- _What is required_
Only the pictures are to be dropped; return all other data below exactly.
+++ Data for the task +++
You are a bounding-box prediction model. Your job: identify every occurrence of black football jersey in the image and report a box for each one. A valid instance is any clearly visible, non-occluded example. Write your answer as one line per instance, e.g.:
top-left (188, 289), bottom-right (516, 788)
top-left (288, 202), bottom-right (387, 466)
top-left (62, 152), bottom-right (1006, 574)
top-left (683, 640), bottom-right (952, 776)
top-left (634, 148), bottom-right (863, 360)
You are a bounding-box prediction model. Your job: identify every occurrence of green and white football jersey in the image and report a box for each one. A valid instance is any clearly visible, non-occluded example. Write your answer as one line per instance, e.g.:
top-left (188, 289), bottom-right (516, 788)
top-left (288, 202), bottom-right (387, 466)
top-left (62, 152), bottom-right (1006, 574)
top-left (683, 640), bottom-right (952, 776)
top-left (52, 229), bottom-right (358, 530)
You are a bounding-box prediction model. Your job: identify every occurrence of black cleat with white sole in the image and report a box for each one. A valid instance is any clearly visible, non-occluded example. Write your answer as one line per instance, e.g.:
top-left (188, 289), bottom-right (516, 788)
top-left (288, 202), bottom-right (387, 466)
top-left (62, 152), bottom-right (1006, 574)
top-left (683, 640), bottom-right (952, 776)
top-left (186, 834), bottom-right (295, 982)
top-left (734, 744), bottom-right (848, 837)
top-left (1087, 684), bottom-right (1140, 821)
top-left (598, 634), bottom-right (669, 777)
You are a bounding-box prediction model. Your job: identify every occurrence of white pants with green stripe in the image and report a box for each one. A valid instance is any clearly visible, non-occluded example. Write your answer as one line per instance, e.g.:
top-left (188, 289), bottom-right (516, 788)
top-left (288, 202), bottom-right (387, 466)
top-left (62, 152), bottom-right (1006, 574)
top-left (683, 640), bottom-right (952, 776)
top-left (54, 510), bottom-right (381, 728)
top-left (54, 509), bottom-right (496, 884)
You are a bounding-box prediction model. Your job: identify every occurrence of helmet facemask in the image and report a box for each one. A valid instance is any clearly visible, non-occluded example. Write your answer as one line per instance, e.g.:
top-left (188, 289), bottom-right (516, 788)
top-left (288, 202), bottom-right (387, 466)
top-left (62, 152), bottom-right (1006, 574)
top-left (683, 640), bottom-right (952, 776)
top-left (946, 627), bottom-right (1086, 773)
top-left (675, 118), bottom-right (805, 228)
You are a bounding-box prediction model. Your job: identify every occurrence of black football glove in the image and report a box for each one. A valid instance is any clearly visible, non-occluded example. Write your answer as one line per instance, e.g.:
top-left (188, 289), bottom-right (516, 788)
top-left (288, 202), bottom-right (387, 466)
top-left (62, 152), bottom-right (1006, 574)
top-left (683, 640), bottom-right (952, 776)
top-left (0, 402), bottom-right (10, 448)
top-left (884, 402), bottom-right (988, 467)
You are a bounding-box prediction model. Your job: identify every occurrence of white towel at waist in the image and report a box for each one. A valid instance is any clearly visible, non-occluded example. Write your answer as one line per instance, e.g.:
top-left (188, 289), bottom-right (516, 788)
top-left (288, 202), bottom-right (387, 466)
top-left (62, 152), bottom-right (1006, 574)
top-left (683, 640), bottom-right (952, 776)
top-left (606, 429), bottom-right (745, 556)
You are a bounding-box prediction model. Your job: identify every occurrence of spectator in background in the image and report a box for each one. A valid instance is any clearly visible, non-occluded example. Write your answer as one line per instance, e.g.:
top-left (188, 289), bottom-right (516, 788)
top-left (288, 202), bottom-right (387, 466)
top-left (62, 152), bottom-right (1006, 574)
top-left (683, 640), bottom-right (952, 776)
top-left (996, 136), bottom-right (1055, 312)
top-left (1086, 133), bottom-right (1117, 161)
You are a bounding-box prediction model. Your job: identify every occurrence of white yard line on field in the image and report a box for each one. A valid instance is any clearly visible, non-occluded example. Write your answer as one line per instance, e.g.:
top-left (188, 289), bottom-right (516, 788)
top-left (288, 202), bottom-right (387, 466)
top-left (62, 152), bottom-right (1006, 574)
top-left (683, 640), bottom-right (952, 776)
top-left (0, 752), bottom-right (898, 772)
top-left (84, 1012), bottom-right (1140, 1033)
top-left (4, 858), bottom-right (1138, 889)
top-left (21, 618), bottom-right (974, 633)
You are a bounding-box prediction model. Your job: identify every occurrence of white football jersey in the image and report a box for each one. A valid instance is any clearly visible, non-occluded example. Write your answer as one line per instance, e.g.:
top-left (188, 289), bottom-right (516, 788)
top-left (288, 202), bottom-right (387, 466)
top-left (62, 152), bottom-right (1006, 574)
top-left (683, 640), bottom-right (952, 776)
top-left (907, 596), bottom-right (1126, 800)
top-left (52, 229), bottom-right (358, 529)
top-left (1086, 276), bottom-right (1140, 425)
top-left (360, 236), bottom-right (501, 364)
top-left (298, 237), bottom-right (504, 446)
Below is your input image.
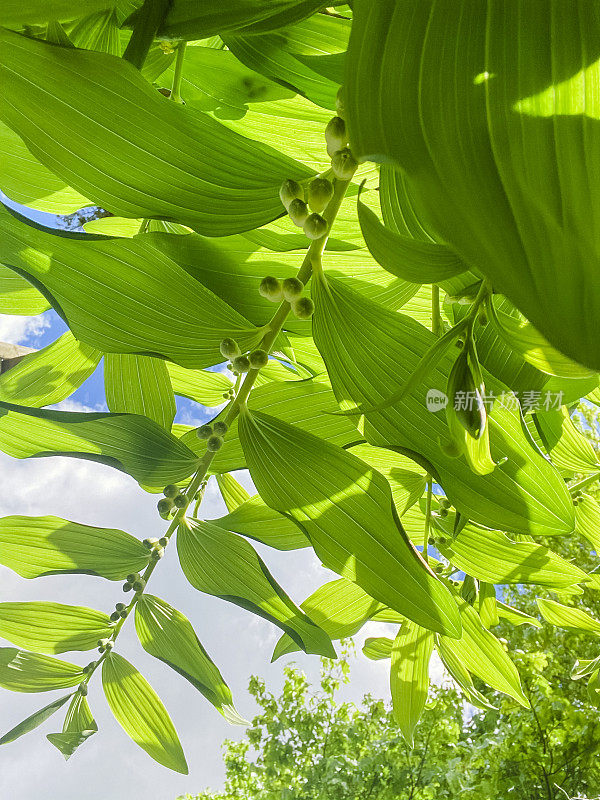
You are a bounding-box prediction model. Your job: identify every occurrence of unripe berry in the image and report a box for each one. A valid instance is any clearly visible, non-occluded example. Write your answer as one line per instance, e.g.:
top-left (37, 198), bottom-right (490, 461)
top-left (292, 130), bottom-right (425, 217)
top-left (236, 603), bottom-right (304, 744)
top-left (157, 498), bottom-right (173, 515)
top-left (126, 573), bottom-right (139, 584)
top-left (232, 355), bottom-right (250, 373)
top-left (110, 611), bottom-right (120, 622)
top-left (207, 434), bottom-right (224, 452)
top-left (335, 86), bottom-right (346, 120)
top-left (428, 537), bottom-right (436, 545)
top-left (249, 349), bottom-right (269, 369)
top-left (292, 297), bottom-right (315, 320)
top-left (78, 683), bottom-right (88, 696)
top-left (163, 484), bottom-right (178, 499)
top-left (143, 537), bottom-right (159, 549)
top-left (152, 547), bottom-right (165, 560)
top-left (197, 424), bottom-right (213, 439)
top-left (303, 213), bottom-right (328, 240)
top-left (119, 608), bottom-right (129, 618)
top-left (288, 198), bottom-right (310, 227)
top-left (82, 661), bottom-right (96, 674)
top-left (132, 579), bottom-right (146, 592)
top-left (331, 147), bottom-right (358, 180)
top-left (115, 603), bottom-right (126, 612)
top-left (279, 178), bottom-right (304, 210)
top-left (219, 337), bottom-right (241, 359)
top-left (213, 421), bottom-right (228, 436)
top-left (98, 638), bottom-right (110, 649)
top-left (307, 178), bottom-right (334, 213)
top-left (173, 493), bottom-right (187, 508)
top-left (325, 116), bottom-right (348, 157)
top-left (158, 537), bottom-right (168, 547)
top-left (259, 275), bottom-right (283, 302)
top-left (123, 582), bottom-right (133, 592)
+++
- _Reply to the exercise_
You are a bounding-box prediction model. Your job: identify every occurrence of black football jersey in the image and report a box for each one. A valid instance is any clearly visible, non-occluded example. Write your answer as one line per instance, e.g.:
top-left (188, 289), bottom-right (516, 788)
top-left (288, 202), bottom-right (387, 466)
top-left (62, 152), bottom-right (1006, 574)
top-left (683, 640), bottom-right (952, 776)
top-left (634, 148), bottom-right (863, 360)
You are a bounding-box prediction model. Your job: identify every occurrence of green and white football jersey in the image and report a box for each one. A valid instance is any clearly visible, non-occluded example. Write your answer as one line per instance, e.g.:
top-left (188, 289), bottom-right (516, 788)
top-left (288, 202), bottom-right (387, 466)
top-left (62, 152), bottom-right (1006, 574)
top-left (683, 640), bottom-right (952, 776)
top-left (52, 229), bottom-right (358, 530)
You are a bounding-box prediction model. Your job: identify every occurrence of black cleat with white sole in the image and report a box for each one. A valid instance is any clearly visible, non-occluded example. Write your answer as one line per instance, e.g.:
top-left (188, 289), bottom-right (516, 788)
top-left (288, 202), bottom-right (387, 466)
top-left (62, 152), bottom-right (1006, 574)
top-left (683, 640), bottom-right (952, 776)
top-left (186, 834), bottom-right (295, 982)
top-left (734, 744), bottom-right (848, 837)
top-left (1087, 684), bottom-right (1140, 821)
top-left (598, 634), bottom-right (669, 777)
You are a bounding-box prediction model. Your job: identify every occurrence of white pants with green stripe in the image and report a box for each one. A valid instance is any clearly visible, non-occluded example. Write your answer as one line per instance, e.g.:
top-left (188, 289), bottom-right (516, 788)
top-left (288, 202), bottom-right (387, 466)
top-left (62, 152), bottom-right (1006, 574)
top-left (683, 640), bottom-right (952, 776)
top-left (54, 510), bottom-right (381, 728)
top-left (54, 509), bottom-right (496, 884)
You are a bounding-box prediction model. Your job: identify every occurrence of helmet facemask in the image and report a box for each one. A valid instance is any clearly visible, non-occluded example. Write your answer as one line per instance, e.g.:
top-left (188, 289), bottom-right (516, 788)
top-left (288, 202), bottom-right (387, 466)
top-left (62, 152), bottom-right (1006, 574)
top-left (683, 640), bottom-right (952, 776)
top-left (946, 627), bottom-right (1086, 773)
top-left (675, 118), bottom-right (805, 228)
You are a bounding-box prediction model. Your job: identify every occurrence of black football glove in the image and report a box for each one. A valid instance is any clearly visible, non-occluded example. Write your answer as one line per instance, e.g.:
top-left (188, 289), bottom-right (516, 788)
top-left (288, 202), bottom-right (387, 466)
top-left (62, 152), bottom-right (1006, 574)
top-left (683, 640), bottom-right (952, 776)
top-left (0, 402), bottom-right (10, 448)
top-left (884, 402), bottom-right (988, 467)
You are a bounding-box prediction model. Your job: identify every occurrence of white towel at waist in the image and report a box for each one. A valid instance is any clearly visible, non-occluded example. Write your answer as one line per instance, e.g.:
top-left (188, 289), bottom-right (516, 788)
top-left (288, 202), bottom-right (387, 466)
top-left (62, 152), bottom-right (1006, 574)
top-left (683, 640), bottom-right (952, 776)
top-left (606, 429), bottom-right (745, 556)
You are a bounding-box prediction model. Your job: identify every occurrence of spectator in background in the image and report a box for each one. A valid instance is any clearly visible, non-occluded example. Write your answer as one line per instance, e.g.:
top-left (188, 289), bottom-right (516, 788)
top-left (288, 202), bottom-right (387, 466)
top-left (62, 152), bottom-right (1006, 574)
top-left (683, 640), bottom-right (952, 776)
top-left (996, 136), bottom-right (1055, 312)
top-left (1086, 133), bottom-right (1117, 161)
You are a bounding-box prediction model. Your job: identify every occurrence of white yard line on field in the image and report a box for each one. A valid instance is any clearly visible, non-occluded example. Write your answer as one line per instance, e.g.:
top-left (188, 289), bottom-right (516, 788)
top-left (288, 202), bottom-right (387, 466)
top-left (62, 152), bottom-right (1006, 574)
top-left (683, 640), bottom-right (952, 776)
top-left (0, 752), bottom-right (898, 772)
top-left (84, 1012), bottom-right (1140, 1033)
top-left (4, 858), bottom-right (1138, 889)
top-left (21, 618), bottom-right (974, 633)
You are a bounding-box prediction model. Your job: identify every occurrence of white football jersey in the image and report a box for each one. A valid instance is any clearly visible, non-occluded example. Write your answer as one line per instance, e.g.:
top-left (188, 289), bottom-right (516, 788)
top-left (288, 202), bottom-right (387, 466)
top-left (62, 152), bottom-right (1006, 574)
top-left (683, 640), bottom-right (952, 776)
top-left (907, 596), bottom-right (1126, 800)
top-left (52, 229), bottom-right (358, 529)
top-left (1086, 276), bottom-right (1140, 425)
top-left (360, 236), bottom-right (501, 364)
top-left (298, 237), bottom-right (504, 446)
Below is your input image.
You are a bounding-box prediction model. Your job: identify every occurrence of unripe berry in the image and report a box for each one. A valid instance is any clearly visible, non-occluded example. Write your answer as one line per instance, e.g.:
top-left (37, 198), bottom-right (490, 461)
top-left (292, 130), bottom-right (425, 217)
top-left (236, 603), bottom-right (304, 744)
top-left (157, 498), bottom-right (173, 515)
top-left (126, 573), bottom-right (139, 584)
top-left (232, 355), bottom-right (250, 373)
top-left (110, 611), bottom-right (120, 622)
top-left (207, 434), bottom-right (224, 452)
top-left (335, 86), bottom-right (346, 120)
top-left (428, 537), bottom-right (436, 545)
top-left (249, 349), bottom-right (269, 369)
top-left (292, 297), bottom-right (315, 320)
top-left (78, 683), bottom-right (88, 696)
top-left (163, 484), bottom-right (178, 499)
top-left (143, 537), bottom-right (159, 549)
top-left (152, 547), bottom-right (165, 560)
top-left (197, 424), bottom-right (213, 439)
top-left (303, 213), bottom-right (328, 240)
top-left (119, 608), bottom-right (129, 618)
top-left (288, 198), bottom-right (310, 227)
top-left (82, 661), bottom-right (96, 674)
top-left (132, 579), bottom-right (146, 592)
top-left (331, 147), bottom-right (358, 180)
top-left (115, 603), bottom-right (126, 612)
top-left (279, 178), bottom-right (304, 210)
top-left (219, 337), bottom-right (241, 359)
top-left (213, 421), bottom-right (228, 436)
top-left (98, 638), bottom-right (110, 649)
top-left (307, 178), bottom-right (334, 213)
top-left (173, 493), bottom-right (187, 508)
top-left (325, 116), bottom-right (348, 157)
top-left (158, 537), bottom-right (168, 547)
top-left (259, 275), bottom-right (283, 302)
top-left (123, 582), bottom-right (133, 592)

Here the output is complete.